Stored items from a collection

═══

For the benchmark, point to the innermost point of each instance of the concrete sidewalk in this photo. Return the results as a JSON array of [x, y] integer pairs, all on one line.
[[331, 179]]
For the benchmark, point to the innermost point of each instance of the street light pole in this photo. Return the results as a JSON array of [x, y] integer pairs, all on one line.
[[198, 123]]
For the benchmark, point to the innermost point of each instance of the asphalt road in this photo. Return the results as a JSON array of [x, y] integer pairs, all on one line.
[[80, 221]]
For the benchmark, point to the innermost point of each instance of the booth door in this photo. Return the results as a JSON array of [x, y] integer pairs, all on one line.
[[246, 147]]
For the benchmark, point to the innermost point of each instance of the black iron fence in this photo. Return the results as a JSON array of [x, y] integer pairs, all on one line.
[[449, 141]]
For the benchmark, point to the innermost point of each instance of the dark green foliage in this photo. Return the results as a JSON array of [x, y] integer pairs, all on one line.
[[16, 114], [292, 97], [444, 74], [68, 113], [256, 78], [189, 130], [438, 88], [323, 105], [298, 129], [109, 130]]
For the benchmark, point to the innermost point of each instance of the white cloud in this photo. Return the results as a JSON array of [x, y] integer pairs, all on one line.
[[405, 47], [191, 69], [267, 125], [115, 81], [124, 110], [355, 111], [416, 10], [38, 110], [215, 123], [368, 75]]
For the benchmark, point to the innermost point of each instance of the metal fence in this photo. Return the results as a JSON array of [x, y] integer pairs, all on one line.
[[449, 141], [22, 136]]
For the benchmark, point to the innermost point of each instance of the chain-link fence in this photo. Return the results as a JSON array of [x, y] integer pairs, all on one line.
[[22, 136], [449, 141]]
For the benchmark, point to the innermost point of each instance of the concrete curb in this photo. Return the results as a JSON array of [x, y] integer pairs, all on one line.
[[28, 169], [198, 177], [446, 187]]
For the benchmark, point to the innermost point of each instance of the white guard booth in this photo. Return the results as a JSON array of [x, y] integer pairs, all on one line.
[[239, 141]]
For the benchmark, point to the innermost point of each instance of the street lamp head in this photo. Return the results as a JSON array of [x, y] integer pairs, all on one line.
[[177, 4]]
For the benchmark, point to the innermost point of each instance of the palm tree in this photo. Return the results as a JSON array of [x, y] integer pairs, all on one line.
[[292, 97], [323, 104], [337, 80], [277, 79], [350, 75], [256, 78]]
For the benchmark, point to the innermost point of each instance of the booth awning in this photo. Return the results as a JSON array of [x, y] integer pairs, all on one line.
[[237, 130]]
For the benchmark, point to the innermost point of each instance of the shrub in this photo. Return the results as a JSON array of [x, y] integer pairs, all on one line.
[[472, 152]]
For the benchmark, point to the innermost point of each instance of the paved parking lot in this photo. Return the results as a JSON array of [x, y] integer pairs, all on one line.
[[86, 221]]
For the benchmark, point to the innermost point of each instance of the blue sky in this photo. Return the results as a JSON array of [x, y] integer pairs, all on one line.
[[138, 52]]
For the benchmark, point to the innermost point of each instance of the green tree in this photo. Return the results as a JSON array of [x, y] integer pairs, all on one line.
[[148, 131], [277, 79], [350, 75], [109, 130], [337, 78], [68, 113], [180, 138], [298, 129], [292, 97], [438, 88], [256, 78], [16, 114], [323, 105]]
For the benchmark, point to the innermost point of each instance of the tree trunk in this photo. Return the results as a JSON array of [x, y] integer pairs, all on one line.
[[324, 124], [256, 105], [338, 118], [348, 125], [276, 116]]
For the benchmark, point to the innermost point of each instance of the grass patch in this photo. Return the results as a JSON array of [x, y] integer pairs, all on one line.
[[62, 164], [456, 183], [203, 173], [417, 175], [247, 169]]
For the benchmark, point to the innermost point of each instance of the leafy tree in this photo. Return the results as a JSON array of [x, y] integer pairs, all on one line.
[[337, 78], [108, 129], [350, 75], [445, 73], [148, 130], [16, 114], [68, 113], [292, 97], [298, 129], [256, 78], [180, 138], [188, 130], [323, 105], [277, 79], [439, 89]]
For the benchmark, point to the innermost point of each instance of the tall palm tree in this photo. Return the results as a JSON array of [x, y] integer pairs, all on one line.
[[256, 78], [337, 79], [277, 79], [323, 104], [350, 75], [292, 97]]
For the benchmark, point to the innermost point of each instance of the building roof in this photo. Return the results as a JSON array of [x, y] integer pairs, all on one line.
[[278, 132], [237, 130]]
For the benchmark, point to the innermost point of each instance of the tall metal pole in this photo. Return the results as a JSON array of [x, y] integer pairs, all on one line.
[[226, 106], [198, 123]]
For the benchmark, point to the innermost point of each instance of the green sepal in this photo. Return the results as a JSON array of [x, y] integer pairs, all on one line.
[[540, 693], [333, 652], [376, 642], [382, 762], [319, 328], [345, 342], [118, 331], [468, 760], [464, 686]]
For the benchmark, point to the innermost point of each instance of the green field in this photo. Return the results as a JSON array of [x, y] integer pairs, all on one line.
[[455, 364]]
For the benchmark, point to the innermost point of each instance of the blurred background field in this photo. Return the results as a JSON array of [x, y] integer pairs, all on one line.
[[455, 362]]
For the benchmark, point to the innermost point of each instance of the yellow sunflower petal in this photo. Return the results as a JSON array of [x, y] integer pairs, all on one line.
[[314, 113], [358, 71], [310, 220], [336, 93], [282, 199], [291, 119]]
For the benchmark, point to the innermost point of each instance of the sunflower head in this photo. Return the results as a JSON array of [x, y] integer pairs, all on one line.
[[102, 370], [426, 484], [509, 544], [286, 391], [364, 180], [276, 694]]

═══

● **Objective**:
Can you give all of the records above again, substituting "central point" for every "innermost point" and leaving everything else unchanged?

● **Complete answer**:
For the benchmark, point to the central point of each instance of the concrete sidewalk in this photo. Return the results as a JSON array of [x, y] integer pairs, all on one line.
[[331, 179]]
For the benchmark, point to the central point of each instance of the street light pole in this photo. Return the results as a JSON array of [x, y] integer pairs, all on one line.
[[198, 123]]
For the benchmark, point to the central point of each instance of the asphalt road in this photo. Return the results as a JSON array of [x, y] integer pairs, all on one line.
[[80, 221]]
For the benchmark, point to the central point of each instance of the booth door in this photo. Return the results as a JSON array of [x, y] integer pairs, all on one line.
[[246, 147]]
For the benchmark, point to the central point of each instance of the black iron fence in this photo. Return the results as a JSON array of [x, y] integer pairs, all on one line.
[[449, 141]]
For the benchmark, point to the central point of each instance of the dark green foliage in this photo. Return the results as a JSON array of [x, y] integer pairs, all on one line.
[[16, 114], [292, 97], [444, 74], [68, 113], [256, 78], [189, 130], [438, 88], [323, 105], [298, 129], [109, 130]]
For the benchmark, point to the central point of each instance of the white cloud in this photo. Return the results as a JSON array of [x, y] integer pairs, all on one line.
[[405, 47], [191, 69], [267, 125], [115, 81], [124, 110], [355, 111], [416, 10], [38, 110], [215, 123], [368, 75]]
For the benchmark, point to the central point of each instance of the metal fence in this photo. Return the results as a JSON array of [x, y] integer pairs, all on one line.
[[449, 141], [22, 136]]
For the benchmark, point to the central point of each instance of the chain-link fence in this photo. Return the results as a JSON array of [x, y] integer pairs, all on one line.
[[22, 136], [449, 141]]
For the benchmark, point to the central point of each instance of the concrete curb in this photo. Return the results as a JSON array of [x, y] integer pairs, all on one line.
[[28, 169], [198, 177], [446, 187]]
For the benchmark, point to the central point of each instance of the white guard booth in this photo. Return the results as a JSON array of [x, y] integer pairs, all on one line.
[[239, 141]]
For the benchmark, point to the central point of each instance of the street lamp head in this photo. Return the results as a JSON array of [x, y] integer pairs, all on one line.
[[177, 4]]
For the benchmark, point to the central point of each instance of the palm tree in this photo. Return the results as a JSON array of [x, y] integer pairs, all on one line.
[[292, 97], [323, 104], [337, 80], [277, 79], [350, 75], [256, 78]]
For the benchmark, point to the central point of each instance of the booth awning in this photo. Return the results as a JSON array of [x, y] integer pairs, all on one line.
[[237, 130]]
For the benchmark, point to the central point of each instance of the shrub in this photo. Return the results as a JSON array of [x, y] integer pairs, all on one line.
[[472, 152]]
For the benchmark, point to the central point of each instance of the paved parking lot in this photo. Return the results as a JSON array of [x, y] integer pairs, all on one line.
[[86, 221]]
For the benchmark, point to the central point of each instance of the blue sky in this photo. Return the results as a JSON array of [x, y] integer pairs, all on one line.
[[138, 52]]
For the benchmark, point to the central point of each instance of the green tree in this photo. Return the results as a JSON array of [x, y] integer pairs, all on one line.
[[148, 131], [277, 79], [350, 75], [109, 130], [337, 78], [68, 113], [180, 138], [298, 129], [292, 97], [438, 88], [256, 78], [16, 114], [323, 105]]
For the benchmark, point to the central point of each instance of the tree trunk in this photo. Return the results as a JSON array of [x, y] integer pairs, all on one line.
[[324, 124], [256, 105], [338, 118], [348, 125], [276, 116]]
For the benchmark, point to the central point of each instance of the grass patch in this photo. Return the results as a JSON array of [x, y] integer pairs, all on one line.
[[62, 164], [456, 183], [203, 173], [417, 175], [247, 169]]
For the benchmark, point to the central point of each instance of the leafy tree in this photo. Return the results as a JSON array of [x, y] integer pairs, all on one line.
[[337, 78], [108, 129], [350, 75], [445, 73], [148, 130], [16, 114], [68, 113], [292, 97], [298, 129], [256, 78], [180, 138], [188, 130], [323, 105], [277, 79], [439, 89]]
For the benchmark, point to the central point of each instance of the tall palm tree in this photo. Return the results as a JSON array of [x, y] integer pairs, all on one line.
[[256, 78], [337, 79], [277, 79], [323, 104], [350, 75], [292, 97]]
For the benchmark, point to the central point of each instance of the building roof in this photo. Return the results as a JSON array of [x, y] integer pairs, all on one line.
[[278, 132], [237, 130]]
For the benchmark, point to the central point of each instance of the tall metal pole in this photo. Return the results as a JSON array of [x, y] integer pairs, all on one line.
[[226, 106], [198, 123]]
For the benchmark, point to the central point of each instance of the green sepal in this photo. Return the results as a JSON array of [x, y] integer pairs, all on one line.
[[540, 693], [333, 652], [376, 642], [382, 762], [319, 328], [345, 342], [118, 331], [468, 760], [464, 686]]
For the benchmark, point to the central point of each instance of the green field in this photo. Return the results as a JSON array of [x, y] integer pairs, all on one line.
[[455, 364]]
For the benchmark, point to the central point of each instance of the blurred background field in this photo. Return the results as a JSON array of [x, y] integer pairs, all on one line.
[[455, 362]]
For the benchmark, point to the central point of each instance of the yellow sunflower petal in this photo. Return the results as a JSON array of [x, y] integer pairs, all on one line.
[[314, 113], [358, 71], [310, 220], [336, 93], [282, 199], [291, 119]]
For the benchmark, point to the central point of each instance of the sunflower head in this photo. Return the results as a JSON array of [x, y] integer pairs, all on one line.
[[102, 370], [426, 484], [509, 544], [286, 391], [364, 180], [276, 694]]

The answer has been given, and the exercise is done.